• _Supplied material_

▼

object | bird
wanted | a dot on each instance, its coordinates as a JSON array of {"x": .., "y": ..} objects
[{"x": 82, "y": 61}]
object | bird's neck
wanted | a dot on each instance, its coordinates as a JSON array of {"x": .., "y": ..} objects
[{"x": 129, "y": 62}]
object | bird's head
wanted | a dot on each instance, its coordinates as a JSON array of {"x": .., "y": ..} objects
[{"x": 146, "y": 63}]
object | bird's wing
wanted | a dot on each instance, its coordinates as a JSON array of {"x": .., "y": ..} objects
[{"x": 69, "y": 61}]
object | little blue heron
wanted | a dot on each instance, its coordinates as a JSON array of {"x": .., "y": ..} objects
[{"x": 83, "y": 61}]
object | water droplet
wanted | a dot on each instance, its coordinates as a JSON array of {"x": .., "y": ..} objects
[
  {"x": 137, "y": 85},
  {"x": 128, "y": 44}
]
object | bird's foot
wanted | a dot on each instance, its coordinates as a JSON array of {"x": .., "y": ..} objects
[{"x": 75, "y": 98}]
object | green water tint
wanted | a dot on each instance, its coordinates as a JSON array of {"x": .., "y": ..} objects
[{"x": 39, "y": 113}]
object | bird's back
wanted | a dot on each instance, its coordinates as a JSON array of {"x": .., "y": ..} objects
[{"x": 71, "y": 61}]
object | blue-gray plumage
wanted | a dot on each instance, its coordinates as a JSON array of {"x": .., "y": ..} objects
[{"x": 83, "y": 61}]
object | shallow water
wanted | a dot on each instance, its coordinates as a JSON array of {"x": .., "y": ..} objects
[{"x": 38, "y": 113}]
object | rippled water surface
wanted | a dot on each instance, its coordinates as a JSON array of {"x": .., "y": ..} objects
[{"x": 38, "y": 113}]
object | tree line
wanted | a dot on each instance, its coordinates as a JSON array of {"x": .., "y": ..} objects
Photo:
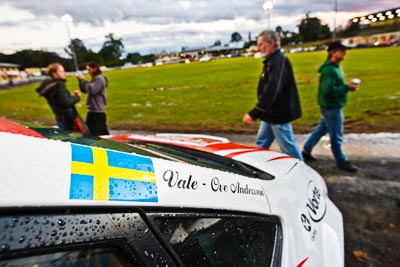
[
  {"x": 309, "y": 29},
  {"x": 109, "y": 55}
]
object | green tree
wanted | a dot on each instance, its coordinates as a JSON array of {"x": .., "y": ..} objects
[
  {"x": 236, "y": 37},
  {"x": 33, "y": 58},
  {"x": 112, "y": 48},
  {"x": 310, "y": 29}
]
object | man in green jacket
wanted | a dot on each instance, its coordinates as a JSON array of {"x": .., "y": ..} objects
[{"x": 332, "y": 97}]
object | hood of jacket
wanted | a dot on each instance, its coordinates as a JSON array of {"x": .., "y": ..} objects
[
  {"x": 47, "y": 86},
  {"x": 327, "y": 64}
]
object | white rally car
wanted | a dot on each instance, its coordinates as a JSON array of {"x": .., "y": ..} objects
[{"x": 73, "y": 200}]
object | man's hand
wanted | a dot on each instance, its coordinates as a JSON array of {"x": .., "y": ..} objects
[
  {"x": 247, "y": 119},
  {"x": 353, "y": 87}
]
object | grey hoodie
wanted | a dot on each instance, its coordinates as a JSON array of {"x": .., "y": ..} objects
[{"x": 96, "y": 90}]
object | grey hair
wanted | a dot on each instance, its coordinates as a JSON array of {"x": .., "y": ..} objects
[{"x": 270, "y": 36}]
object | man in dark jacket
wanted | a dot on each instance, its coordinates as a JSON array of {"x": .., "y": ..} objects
[
  {"x": 96, "y": 101},
  {"x": 278, "y": 100},
  {"x": 58, "y": 97},
  {"x": 332, "y": 97}
]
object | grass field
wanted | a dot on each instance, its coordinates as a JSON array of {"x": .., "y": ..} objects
[{"x": 214, "y": 96}]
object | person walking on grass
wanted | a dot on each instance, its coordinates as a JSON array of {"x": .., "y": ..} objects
[
  {"x": 96, "y": 101},
  {"x": 278, "y": 100},
  {"x": 332, "y": 97},
  {"x": 61, "y": 102}
]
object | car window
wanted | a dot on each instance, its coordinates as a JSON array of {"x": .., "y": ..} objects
[
  {"x": 206, "y": 240},
  {"x": 85, "y": 257}
]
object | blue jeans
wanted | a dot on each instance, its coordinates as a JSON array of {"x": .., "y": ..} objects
[
  {"x": 331, "y": 122},
  {"x": 283, "y": 134}
]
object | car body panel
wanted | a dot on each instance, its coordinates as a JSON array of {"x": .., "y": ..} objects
[
  {"x": 275, "y": 163},
  {"x": 40, "y": 172}
]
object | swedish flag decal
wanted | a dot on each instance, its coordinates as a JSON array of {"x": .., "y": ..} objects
[{"x": 100, "y": 174}]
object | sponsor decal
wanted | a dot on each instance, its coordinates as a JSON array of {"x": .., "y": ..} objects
[
  {"x": 175, "y": 180},
  {"x": 101, "y": 174},
  {"x": 315, "y": 207}
]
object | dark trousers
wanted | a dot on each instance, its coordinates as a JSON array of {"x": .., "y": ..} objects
[{"x": 97, "y": 123}]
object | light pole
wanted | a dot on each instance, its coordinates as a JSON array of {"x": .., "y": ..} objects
[
  {"x": 268, "y": 5},
  {"x": 334, "y": 20},
  {"x": 67, "y": 18}
]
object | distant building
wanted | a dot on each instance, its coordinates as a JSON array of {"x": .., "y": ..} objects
[
  {"x": 214, "y": 51},
  {"x": 379, "y": 28},
  {"x": 9, "y": 73}
]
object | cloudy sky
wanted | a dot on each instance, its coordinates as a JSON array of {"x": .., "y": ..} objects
[{"x": 149, "y": 26}]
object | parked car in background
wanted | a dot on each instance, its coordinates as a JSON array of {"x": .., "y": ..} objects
[{"x": 73, "y": 200}]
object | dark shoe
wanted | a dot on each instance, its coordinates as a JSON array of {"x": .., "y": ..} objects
[
  {"x": 347, "y": 166},
  {"x": 308, "y": 157}
]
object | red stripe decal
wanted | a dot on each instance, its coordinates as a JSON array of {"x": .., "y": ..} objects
[
  {"x": 281, "y": 157},
  {"x": 302, "y": 263},
  {"x": 241, "y": 152},
  {"x": 16, "y": 128}
]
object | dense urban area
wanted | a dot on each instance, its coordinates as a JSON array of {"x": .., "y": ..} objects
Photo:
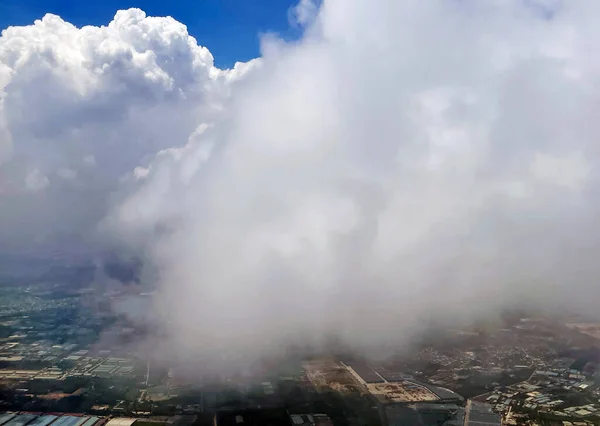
[{"x": 65, "y": 361}]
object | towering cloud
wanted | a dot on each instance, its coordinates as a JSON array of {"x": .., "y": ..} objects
[
  {"x": 82, "y": 107},
  {"x": 403, "y": 160}
]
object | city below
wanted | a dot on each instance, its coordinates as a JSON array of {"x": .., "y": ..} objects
[{"x": 65, "y": 361}]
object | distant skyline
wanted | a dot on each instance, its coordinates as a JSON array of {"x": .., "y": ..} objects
[{"x": 230, "y": 29}]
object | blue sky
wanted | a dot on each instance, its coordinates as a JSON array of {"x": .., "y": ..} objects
[{"x": 229, "y": 28}]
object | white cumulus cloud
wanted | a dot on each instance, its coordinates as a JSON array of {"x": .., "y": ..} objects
[{"x": 403, "y": 161}]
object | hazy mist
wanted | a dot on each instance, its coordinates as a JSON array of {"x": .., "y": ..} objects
[{"x": 403, "y": 161}]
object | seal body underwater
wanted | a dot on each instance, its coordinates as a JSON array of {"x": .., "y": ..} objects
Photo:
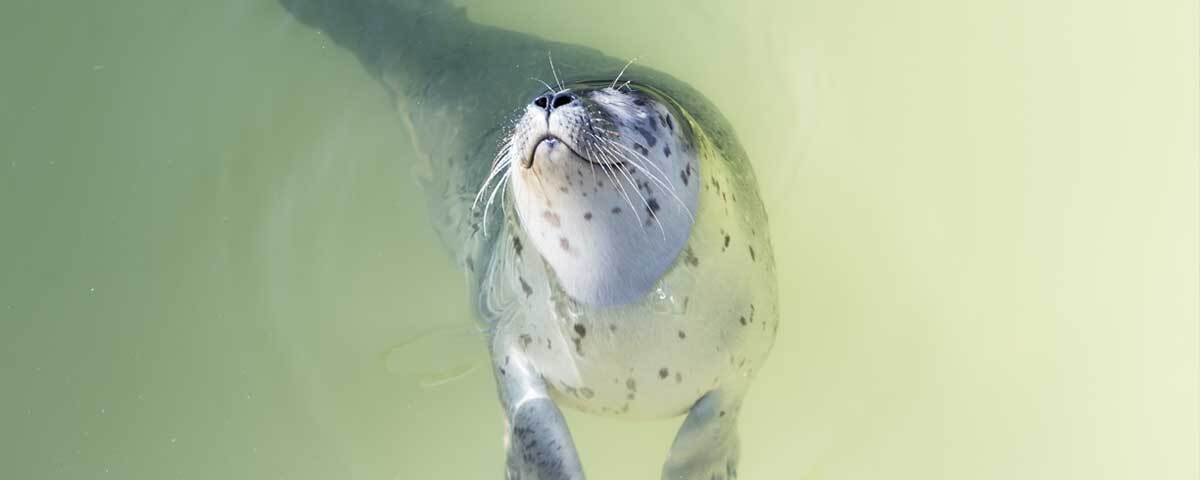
[{"x": 607, "y": 219}]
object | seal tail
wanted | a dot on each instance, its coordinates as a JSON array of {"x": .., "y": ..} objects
[{"x": 383, "y": 33}]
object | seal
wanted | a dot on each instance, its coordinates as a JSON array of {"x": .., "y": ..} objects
[{"x": 609, "y": 223}]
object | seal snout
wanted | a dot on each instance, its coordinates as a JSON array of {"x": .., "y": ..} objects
[
  {"x": 544, "y": 147},
  {"x": 549, "y": 102}
]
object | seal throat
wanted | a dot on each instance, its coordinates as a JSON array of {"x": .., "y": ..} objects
[{"x": 605, "y": 192}]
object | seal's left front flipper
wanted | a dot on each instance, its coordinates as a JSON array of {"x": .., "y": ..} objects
[
  {"x": 706, "y": 448},
  {"x": 538, "y": 442}
]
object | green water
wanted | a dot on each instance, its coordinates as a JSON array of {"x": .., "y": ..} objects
[{"x": 216, "y": 263}]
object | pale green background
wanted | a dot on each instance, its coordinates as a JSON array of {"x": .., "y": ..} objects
[{"x": 985, "y": 215}]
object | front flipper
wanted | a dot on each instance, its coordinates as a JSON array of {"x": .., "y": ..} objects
[
  {"x": 706, "y": 448},
  {"x": 538, "y": 442}
]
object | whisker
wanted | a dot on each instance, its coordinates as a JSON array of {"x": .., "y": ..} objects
[
  {"x": 651, "y": 174},
  {"x": 492, "y": 198},
  {"x": 645, "y": 202},
  {"x": 622, "y": 72},
  {"x": 544, "y": 83},
  {"x": 499, "y": 163},
  {"x": 607, "y": 171}
]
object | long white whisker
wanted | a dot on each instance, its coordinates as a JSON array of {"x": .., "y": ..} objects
[
  {"x": 671, "y": 190},
  {"x": 499, "y": 163},
  {"x": 544, "y": 83},
  {"x": 645, "y": 202},
  {"x": 612, "y": 178},
  {"x": 492, "y": 198},
  {"x": 622, "y": 72}
]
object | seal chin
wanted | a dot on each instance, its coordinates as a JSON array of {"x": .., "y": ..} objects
[{"x": 551, "y": 149}]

▲

• _Goal_
Take the line in which "object | seal's left front flipper" occurs and each subsequent line through the end; give these lines again without alteration.

• _Finished answer_
object | seal's left front flipper
wanted | a dot on each instance, its coordinates as a JSON array of {"x": .., "y": ..} objects
[
  {"x": 706, "y": 448},
  {"x": 538, "y": 442}
]
object | green water
wanted | a dot on each instance, its coordinates as a JSON array of {"x": .., "y": ..} objects
[{"x": 216, "y": 263}]
object | pale green background
wanted | a dot on each instance, its coordinates as a JSON array of {"x": .., "y": ..} objects
[{"x": 985, "y": 215}]
object | front flipper
wanted | a dot on each instance, its coordinates as a JSON array of {"x": .., "y": ..} objects
[
  {"x": 706, "y": 448},
  {"x": 538, "y": 442}
]
object | whisker
wanted | a dot on each instance, its coordinates as a JSON array of {"x": .., "y": ..} objects
[
  {"x": 651, "y": 174},
  {"x": 492, "y": 198},
  {"x": 645, "y": 202},
  {"x": 622, "y": 72},
  {"x": 544, "y": 83},
  {"x": 499, "y": 163},
  {"x": 607, "y": 171}
]
object | long white whisker
wanted | a dot on each instance, its coordinates as a JSON array of {"x": .., "y": ..} objects
[
  {"x": 671, "y": 190},
  {"x": 499, "y": 163},
  {"x": 544, "y": 83},
  {"x": 645, "y": 202},
  {"x": 612, "y": 178},
  {"x": 492, "y": 198},
  {"x": 622, "y": 72}
]
object | seal chin
wanted | a dot on each instance, its coordinates as a JSON array of {"x": .., "y": ..} objects
[{"x": 551, "y": 149}]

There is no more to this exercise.